** Opening DATA EXCERPTS block **
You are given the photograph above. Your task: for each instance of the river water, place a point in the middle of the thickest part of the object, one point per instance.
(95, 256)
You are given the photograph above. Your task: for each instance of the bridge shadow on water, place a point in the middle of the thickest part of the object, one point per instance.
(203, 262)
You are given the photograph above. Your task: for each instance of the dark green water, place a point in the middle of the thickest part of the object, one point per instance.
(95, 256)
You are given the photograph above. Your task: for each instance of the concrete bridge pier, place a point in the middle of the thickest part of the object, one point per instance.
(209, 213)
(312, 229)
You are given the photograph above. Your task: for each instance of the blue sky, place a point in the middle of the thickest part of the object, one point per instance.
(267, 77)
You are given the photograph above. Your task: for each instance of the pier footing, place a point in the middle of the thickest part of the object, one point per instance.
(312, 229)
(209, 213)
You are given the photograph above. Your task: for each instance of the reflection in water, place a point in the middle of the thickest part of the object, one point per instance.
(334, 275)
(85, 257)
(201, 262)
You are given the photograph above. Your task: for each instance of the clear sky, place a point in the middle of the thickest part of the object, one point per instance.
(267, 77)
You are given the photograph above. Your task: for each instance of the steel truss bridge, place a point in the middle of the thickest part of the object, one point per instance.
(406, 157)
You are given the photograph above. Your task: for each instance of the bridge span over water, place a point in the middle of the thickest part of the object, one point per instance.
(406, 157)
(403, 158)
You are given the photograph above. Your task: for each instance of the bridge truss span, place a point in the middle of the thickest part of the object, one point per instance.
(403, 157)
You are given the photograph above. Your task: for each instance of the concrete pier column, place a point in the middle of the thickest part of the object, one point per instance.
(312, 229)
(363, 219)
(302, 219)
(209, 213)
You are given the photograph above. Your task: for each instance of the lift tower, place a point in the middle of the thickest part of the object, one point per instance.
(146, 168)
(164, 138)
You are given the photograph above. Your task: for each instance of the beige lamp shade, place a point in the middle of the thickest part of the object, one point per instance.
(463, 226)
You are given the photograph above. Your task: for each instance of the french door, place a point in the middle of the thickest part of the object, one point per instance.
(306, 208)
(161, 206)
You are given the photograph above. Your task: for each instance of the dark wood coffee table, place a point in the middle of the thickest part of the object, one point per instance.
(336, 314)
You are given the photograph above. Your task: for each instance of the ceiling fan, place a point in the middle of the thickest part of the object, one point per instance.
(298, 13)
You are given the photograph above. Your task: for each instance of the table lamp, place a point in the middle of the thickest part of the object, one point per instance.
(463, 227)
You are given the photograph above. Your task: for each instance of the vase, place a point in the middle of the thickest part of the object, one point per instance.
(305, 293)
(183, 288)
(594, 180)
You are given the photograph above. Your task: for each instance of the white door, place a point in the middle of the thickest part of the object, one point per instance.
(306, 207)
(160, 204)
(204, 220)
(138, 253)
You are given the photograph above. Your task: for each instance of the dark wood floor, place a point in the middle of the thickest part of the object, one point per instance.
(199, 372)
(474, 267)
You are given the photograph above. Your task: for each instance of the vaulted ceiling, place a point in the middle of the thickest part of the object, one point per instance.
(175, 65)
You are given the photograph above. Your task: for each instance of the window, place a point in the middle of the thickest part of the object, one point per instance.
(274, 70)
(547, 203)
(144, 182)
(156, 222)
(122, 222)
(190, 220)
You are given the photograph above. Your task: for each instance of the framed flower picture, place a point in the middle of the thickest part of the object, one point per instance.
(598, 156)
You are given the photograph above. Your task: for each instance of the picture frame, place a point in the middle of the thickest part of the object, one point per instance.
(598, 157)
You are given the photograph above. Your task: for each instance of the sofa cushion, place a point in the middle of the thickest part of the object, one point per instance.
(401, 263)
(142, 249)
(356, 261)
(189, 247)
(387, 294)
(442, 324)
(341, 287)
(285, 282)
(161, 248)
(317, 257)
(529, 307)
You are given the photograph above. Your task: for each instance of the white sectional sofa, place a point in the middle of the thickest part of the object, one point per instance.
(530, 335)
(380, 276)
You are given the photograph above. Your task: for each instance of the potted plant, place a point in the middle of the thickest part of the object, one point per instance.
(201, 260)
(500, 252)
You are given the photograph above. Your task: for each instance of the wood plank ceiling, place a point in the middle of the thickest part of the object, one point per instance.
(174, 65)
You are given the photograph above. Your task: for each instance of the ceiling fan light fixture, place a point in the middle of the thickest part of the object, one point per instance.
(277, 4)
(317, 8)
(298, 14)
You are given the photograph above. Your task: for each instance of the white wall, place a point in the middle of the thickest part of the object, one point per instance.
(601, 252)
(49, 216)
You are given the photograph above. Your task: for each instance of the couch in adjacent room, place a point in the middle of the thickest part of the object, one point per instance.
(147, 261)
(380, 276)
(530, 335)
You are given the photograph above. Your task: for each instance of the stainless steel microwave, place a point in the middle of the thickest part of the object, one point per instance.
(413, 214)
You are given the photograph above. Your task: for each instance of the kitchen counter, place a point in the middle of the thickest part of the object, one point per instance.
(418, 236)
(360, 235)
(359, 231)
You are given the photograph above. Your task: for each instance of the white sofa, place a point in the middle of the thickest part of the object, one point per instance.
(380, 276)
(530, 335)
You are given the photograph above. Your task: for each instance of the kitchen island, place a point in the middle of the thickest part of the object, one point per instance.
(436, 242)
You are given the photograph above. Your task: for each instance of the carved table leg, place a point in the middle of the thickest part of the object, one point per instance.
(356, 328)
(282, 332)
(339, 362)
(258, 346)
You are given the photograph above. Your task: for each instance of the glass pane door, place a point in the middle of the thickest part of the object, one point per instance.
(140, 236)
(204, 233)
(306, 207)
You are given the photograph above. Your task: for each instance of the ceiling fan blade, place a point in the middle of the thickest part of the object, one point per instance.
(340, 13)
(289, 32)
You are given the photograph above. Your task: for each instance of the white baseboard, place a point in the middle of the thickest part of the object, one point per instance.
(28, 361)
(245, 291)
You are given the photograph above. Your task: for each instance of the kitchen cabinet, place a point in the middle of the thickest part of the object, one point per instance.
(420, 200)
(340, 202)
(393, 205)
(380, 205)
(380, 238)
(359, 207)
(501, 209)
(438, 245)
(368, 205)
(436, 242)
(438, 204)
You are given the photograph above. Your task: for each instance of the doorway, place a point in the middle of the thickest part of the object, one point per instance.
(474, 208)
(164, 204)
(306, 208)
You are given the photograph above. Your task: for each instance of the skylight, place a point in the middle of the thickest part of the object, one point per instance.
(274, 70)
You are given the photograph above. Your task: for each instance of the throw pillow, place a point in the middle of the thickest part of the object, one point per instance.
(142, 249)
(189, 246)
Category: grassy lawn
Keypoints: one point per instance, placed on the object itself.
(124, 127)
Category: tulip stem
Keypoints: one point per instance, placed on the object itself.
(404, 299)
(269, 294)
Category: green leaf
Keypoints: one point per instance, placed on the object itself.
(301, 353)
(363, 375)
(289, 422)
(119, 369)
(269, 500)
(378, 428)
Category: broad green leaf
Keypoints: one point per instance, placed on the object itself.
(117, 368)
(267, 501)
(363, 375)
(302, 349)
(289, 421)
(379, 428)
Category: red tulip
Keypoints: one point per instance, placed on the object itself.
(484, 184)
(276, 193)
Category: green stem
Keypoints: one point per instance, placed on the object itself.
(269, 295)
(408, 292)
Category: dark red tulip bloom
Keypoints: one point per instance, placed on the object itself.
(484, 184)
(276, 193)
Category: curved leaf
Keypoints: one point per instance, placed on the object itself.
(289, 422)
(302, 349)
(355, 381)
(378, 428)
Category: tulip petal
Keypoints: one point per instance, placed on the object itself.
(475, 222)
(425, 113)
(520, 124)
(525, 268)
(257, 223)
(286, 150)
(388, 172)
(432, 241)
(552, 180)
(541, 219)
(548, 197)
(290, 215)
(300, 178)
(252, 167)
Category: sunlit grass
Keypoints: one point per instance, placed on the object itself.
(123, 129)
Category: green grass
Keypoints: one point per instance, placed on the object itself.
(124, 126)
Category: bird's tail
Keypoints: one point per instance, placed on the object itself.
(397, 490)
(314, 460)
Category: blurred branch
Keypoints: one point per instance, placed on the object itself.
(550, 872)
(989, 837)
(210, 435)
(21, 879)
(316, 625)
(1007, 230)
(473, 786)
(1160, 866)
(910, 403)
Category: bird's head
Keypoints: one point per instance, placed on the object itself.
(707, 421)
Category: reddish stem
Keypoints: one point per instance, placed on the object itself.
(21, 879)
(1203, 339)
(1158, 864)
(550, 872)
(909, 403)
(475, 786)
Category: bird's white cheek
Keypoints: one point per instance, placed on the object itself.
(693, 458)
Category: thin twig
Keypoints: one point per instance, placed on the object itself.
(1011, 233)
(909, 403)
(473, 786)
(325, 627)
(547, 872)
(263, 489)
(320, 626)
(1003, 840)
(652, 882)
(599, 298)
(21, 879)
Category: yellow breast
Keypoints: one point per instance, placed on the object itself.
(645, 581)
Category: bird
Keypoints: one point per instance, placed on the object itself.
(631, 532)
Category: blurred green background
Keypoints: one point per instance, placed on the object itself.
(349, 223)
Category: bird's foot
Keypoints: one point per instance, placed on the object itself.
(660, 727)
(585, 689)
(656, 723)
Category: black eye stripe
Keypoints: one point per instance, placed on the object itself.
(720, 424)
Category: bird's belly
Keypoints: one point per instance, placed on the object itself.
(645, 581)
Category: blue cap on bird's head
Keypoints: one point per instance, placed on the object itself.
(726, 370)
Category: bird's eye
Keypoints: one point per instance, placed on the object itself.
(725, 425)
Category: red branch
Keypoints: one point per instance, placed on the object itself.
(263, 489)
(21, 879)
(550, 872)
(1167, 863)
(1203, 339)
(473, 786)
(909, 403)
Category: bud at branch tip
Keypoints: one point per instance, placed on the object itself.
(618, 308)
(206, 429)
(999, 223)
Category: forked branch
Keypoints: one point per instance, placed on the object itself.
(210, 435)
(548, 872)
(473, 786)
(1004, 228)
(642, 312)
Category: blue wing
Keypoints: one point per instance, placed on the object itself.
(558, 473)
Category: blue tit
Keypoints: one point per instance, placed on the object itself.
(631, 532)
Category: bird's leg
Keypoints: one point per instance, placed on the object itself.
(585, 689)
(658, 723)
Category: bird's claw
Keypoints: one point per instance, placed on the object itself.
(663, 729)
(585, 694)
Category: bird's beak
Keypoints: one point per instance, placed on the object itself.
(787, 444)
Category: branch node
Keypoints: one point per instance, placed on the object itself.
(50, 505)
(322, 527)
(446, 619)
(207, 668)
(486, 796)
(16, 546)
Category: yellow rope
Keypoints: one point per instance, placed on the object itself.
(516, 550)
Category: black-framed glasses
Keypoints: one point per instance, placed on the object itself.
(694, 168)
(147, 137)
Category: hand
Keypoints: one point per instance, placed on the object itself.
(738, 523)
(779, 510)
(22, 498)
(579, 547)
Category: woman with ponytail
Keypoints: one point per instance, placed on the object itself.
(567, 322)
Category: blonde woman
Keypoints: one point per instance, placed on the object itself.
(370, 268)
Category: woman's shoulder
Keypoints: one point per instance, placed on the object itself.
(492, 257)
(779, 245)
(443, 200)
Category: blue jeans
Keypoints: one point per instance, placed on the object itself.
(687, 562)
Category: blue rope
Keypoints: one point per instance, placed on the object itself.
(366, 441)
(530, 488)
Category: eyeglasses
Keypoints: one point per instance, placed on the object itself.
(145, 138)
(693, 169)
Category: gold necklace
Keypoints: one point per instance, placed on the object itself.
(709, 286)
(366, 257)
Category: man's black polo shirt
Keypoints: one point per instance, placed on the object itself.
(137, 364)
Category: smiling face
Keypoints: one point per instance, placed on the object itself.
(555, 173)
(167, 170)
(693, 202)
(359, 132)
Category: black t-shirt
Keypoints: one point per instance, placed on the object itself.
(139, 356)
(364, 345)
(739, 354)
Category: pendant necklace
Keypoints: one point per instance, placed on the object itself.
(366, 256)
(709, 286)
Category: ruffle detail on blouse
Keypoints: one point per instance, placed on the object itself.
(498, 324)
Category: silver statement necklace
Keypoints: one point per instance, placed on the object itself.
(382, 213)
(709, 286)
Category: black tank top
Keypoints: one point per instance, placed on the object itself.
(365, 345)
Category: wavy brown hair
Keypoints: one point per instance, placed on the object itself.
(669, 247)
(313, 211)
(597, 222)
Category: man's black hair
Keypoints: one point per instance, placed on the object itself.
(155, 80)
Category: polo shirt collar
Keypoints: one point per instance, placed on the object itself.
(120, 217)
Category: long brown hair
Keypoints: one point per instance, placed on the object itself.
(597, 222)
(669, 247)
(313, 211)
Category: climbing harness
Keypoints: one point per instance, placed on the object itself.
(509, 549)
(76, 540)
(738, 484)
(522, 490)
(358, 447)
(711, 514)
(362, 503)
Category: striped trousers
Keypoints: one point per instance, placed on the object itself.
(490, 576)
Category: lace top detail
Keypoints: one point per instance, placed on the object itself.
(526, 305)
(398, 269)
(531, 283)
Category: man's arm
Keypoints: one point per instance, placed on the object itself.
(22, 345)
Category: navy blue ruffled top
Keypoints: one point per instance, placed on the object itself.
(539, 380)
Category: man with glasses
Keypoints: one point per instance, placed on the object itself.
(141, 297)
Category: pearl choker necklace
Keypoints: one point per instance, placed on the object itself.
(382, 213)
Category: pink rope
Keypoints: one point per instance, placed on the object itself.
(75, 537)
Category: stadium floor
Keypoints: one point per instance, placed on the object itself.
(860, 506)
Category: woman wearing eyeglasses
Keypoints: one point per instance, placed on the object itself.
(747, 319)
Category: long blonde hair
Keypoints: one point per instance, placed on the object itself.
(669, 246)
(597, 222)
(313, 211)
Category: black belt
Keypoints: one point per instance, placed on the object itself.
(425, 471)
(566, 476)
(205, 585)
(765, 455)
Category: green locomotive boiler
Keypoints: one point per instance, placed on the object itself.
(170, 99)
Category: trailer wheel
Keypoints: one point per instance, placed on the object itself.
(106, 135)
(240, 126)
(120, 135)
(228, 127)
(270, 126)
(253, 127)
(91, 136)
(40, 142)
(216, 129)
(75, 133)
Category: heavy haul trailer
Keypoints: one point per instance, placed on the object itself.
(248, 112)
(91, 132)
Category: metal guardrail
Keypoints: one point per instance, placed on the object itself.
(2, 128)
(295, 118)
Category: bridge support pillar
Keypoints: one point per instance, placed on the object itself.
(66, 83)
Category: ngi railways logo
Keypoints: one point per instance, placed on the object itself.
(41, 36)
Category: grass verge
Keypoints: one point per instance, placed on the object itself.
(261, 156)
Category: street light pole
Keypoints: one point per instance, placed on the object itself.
** Closing DATA EXCERPTS block **
Every line containing the string "polo" is required; copy each such line from the data.

WRITTEN REPLY:
Category: man's black polo shirt
Category: polo shirt collar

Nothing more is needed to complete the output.